DATA FOR THE TASK:

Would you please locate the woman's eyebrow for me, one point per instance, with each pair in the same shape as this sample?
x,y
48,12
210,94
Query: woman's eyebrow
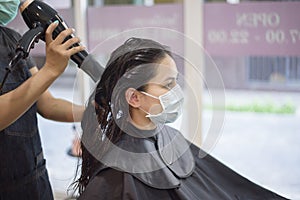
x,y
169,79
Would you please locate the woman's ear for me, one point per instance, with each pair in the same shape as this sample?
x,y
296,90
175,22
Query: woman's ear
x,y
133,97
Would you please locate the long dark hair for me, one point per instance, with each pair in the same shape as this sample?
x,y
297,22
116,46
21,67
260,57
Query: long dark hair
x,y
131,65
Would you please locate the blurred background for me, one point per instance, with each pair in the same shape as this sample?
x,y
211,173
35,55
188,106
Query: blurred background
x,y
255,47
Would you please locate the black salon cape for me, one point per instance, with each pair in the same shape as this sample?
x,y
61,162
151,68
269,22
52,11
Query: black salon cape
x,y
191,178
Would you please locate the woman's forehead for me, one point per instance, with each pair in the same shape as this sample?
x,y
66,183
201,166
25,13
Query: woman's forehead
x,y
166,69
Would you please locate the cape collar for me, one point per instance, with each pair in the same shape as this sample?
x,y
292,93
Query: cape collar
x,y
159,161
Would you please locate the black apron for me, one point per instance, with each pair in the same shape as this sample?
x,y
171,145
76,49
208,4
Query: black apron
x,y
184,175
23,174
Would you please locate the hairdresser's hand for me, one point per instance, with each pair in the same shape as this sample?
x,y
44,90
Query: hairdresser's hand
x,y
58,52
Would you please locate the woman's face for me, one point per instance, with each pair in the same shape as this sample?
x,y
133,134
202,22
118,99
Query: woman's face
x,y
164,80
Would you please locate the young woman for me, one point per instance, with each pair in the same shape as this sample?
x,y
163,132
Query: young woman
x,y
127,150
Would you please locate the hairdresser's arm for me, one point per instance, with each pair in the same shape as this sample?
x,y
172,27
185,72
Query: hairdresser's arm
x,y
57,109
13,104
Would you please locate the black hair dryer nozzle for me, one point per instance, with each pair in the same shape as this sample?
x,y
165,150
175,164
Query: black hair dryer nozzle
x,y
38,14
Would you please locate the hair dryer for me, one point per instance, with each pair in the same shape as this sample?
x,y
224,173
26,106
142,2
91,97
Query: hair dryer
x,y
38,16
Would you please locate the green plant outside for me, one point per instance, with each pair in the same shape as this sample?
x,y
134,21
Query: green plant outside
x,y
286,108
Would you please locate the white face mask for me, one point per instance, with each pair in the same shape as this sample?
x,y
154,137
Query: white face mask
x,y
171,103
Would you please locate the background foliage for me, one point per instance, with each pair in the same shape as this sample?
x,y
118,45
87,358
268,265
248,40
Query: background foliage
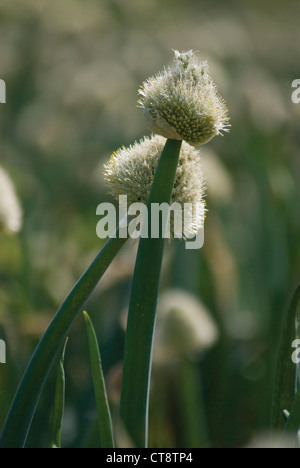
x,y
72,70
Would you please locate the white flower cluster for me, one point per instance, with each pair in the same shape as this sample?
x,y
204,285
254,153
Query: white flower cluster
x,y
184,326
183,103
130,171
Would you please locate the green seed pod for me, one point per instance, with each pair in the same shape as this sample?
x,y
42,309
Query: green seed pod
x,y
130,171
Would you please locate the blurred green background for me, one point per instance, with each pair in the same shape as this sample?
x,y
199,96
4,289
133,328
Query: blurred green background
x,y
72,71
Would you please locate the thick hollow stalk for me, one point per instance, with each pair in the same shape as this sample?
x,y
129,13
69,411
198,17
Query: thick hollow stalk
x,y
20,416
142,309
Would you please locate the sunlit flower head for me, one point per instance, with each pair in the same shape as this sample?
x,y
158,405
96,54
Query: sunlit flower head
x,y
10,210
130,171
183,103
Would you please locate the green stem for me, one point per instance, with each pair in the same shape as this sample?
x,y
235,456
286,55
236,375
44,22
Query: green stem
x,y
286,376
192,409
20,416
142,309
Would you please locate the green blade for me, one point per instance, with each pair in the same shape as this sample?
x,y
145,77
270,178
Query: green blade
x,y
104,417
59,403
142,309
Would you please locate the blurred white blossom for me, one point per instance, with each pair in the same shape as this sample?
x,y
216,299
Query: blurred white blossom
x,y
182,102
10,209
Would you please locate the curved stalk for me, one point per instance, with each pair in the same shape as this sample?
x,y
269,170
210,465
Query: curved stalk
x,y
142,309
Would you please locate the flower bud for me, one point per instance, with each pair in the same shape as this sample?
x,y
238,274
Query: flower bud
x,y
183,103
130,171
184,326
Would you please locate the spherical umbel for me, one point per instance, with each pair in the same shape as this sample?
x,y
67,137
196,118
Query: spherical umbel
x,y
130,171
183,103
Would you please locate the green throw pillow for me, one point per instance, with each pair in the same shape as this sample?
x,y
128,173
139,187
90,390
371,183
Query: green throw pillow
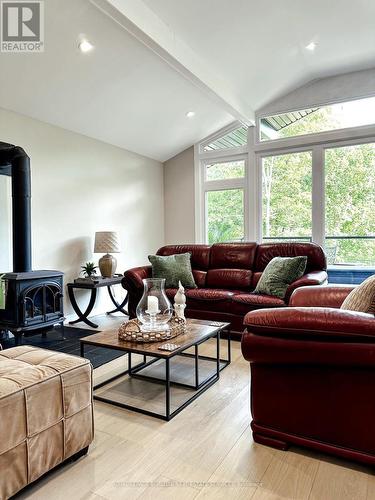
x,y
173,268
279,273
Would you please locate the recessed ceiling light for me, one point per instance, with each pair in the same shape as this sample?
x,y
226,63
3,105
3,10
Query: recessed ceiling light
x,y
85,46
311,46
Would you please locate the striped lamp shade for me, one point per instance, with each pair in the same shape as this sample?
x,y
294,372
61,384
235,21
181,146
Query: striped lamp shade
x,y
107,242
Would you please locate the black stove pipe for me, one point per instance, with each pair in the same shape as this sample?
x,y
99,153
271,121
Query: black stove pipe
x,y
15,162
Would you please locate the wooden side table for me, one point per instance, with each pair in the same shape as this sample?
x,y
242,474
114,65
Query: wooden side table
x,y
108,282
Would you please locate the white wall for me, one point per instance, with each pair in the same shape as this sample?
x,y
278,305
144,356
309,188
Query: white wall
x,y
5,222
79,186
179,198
--
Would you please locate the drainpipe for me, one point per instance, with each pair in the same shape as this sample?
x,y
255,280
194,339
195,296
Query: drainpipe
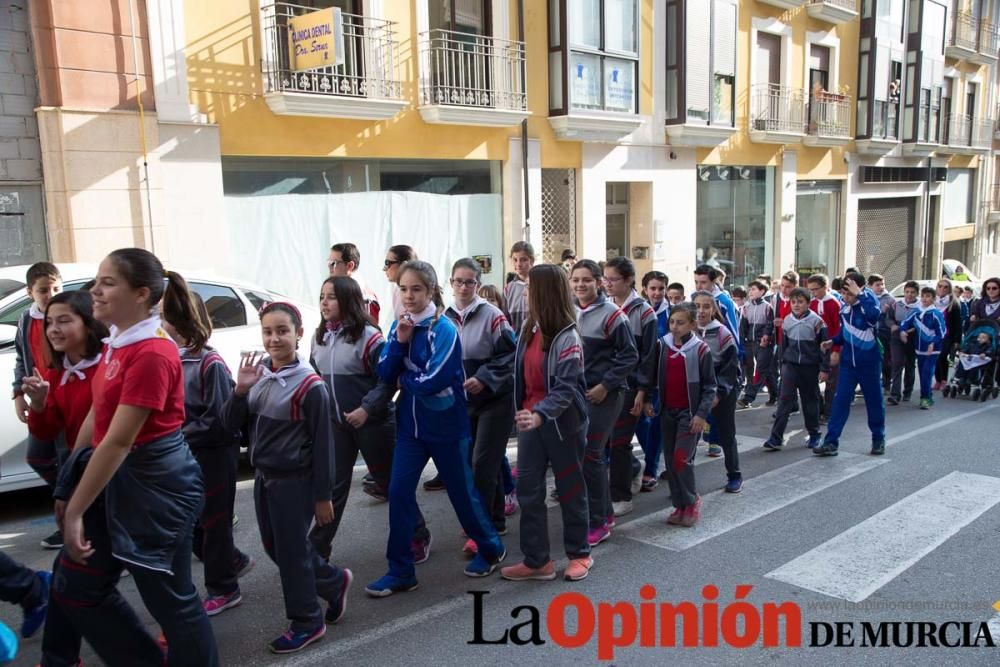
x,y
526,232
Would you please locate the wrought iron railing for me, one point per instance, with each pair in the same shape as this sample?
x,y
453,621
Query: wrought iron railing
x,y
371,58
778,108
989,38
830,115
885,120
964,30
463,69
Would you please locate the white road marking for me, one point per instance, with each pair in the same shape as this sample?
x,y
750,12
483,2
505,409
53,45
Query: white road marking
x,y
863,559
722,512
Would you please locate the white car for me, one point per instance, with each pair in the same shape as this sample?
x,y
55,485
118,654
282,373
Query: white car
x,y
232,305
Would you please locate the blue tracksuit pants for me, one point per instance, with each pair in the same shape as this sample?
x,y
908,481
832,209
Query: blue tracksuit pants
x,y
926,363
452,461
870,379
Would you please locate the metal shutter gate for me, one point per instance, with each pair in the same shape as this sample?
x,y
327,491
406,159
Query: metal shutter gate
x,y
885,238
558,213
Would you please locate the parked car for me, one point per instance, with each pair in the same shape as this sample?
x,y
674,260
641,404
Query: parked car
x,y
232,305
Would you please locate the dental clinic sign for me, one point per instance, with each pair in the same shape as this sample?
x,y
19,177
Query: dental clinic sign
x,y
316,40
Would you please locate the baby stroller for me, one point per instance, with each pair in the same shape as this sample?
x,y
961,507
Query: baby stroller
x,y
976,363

TASK STATEMENT:
Gather every line of the records that contains the string "wooden", treating case as significant, and copy each one.

FINISHED EXERCISE:
Would you please locate the wooden side table for me, one point per instance, with each pair in the same shape as this sample?
Query: wooden side table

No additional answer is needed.